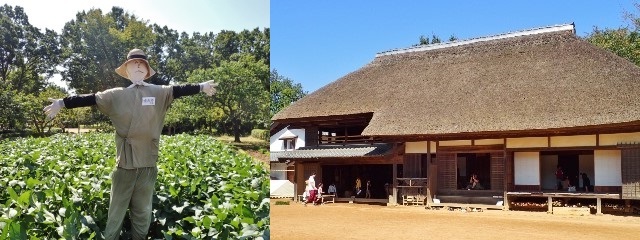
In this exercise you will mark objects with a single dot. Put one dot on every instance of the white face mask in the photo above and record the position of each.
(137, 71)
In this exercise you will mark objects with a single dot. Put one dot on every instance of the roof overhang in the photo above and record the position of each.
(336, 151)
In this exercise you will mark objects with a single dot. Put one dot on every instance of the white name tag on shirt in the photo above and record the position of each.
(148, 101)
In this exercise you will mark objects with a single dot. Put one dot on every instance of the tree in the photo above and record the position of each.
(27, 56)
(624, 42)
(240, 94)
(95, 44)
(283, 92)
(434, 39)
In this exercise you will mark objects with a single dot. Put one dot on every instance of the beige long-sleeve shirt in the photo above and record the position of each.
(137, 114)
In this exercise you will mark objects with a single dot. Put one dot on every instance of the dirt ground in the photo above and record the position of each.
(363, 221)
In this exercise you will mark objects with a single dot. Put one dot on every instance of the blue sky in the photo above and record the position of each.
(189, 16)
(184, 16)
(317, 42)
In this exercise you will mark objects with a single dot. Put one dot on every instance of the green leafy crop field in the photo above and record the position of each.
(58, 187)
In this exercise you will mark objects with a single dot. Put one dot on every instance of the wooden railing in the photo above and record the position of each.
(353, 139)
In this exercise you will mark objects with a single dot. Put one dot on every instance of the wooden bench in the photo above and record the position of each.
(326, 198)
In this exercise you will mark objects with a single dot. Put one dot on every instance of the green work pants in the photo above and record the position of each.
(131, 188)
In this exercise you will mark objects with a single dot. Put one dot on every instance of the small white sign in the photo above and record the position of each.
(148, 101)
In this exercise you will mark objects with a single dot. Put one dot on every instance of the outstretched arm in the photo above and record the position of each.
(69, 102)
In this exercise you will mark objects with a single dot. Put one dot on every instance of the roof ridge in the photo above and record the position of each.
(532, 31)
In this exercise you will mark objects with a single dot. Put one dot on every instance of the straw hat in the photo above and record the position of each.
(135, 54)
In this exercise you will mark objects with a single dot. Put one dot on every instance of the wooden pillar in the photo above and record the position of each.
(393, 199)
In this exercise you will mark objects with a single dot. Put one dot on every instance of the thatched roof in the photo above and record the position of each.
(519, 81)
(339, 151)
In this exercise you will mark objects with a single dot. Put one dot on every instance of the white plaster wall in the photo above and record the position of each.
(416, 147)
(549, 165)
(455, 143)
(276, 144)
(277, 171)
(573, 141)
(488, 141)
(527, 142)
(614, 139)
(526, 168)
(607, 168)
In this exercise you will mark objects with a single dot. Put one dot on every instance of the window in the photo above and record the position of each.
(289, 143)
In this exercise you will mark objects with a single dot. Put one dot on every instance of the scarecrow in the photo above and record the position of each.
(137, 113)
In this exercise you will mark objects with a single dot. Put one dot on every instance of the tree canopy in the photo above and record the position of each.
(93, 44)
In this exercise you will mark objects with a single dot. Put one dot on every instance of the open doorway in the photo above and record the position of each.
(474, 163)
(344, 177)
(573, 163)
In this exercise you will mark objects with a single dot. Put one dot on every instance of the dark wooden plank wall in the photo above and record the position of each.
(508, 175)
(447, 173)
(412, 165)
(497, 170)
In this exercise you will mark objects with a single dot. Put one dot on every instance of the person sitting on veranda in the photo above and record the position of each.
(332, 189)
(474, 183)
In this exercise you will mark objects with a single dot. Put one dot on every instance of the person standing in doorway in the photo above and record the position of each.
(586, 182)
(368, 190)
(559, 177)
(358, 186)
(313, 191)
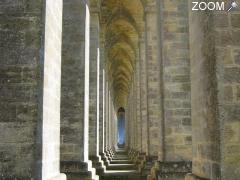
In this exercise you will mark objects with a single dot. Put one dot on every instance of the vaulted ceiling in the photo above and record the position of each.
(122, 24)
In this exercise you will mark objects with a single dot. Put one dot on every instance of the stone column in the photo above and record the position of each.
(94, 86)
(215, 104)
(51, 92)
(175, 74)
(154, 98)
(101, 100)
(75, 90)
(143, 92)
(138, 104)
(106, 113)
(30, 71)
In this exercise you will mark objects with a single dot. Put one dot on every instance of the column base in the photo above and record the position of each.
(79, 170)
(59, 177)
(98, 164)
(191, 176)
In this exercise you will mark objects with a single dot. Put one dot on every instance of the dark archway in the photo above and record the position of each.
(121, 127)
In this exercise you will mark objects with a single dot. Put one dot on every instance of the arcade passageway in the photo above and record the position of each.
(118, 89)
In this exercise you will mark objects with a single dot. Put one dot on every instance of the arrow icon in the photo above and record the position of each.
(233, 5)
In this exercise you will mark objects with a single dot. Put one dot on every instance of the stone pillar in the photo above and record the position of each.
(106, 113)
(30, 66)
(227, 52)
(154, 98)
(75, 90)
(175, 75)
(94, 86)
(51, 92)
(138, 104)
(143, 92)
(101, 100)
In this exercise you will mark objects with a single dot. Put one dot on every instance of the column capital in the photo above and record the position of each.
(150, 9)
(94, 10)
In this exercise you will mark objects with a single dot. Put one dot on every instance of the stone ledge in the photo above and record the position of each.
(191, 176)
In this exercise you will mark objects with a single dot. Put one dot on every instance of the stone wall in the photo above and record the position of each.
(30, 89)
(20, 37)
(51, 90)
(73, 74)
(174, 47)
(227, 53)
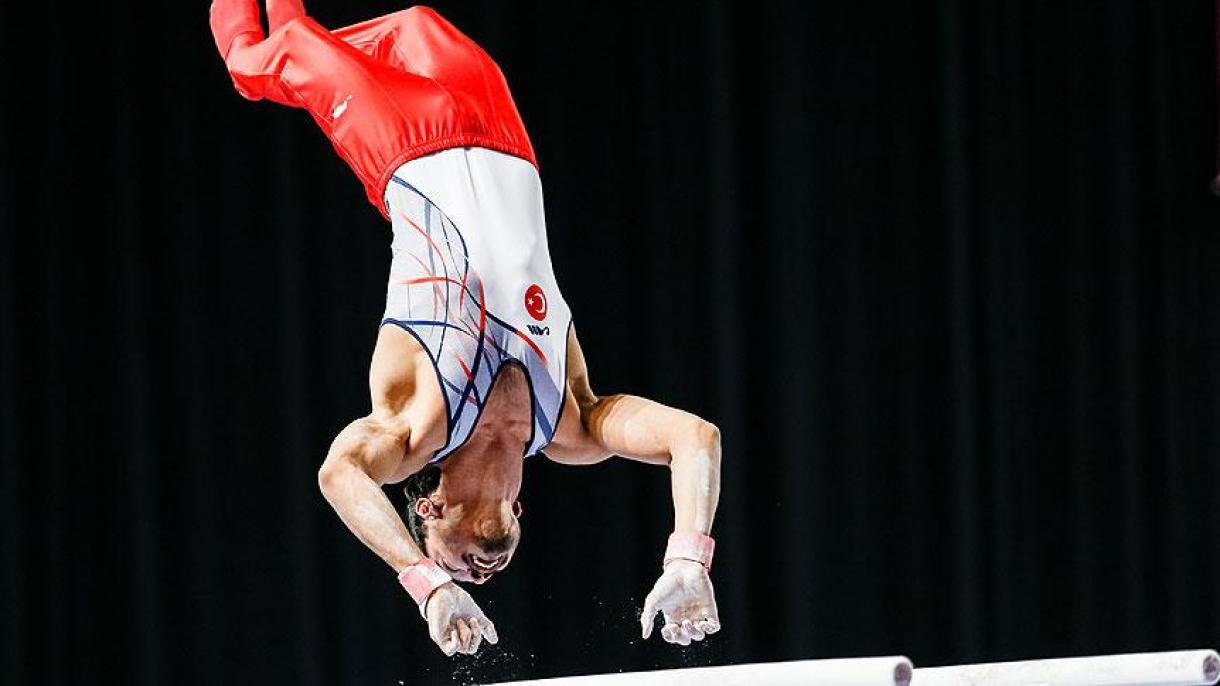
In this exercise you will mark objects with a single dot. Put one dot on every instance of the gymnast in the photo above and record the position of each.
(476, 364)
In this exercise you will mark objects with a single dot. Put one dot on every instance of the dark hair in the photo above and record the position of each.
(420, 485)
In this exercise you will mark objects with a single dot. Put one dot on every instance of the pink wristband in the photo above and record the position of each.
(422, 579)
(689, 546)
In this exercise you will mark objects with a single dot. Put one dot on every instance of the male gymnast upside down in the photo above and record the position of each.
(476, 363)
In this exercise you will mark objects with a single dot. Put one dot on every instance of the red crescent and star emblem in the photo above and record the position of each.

....

* What is asked *
Reproduce the listing above exactly from the line containing "of the gymnast" through its last line, with both of those lines included.

* Exercise output *
In this exercise you will mark objects with a single dot. Put one dot on every instance of the gymnast in the photo above and record the position of each.
(476, 364)
In this exercise you will mark objects with a single dot. Put one dot on every instance of the dark hair in the photo above and record the position of each.
(420, 485)
In this exercise you will mark objects with a single dot. Put one dot on every instance of the pink wristband in the photo above and record the position of each.
(422, 579)
(689, 546)
In this exercise you will mark objects with a single dot. Put one dot on every instance of the male gymnast upside down in the photo above and record the position of each.
(476, 363)
In this exercise you will mark objects with a single dot. Put one dot on every instance of the red crescent and star emblem in the photo above and record the position of each.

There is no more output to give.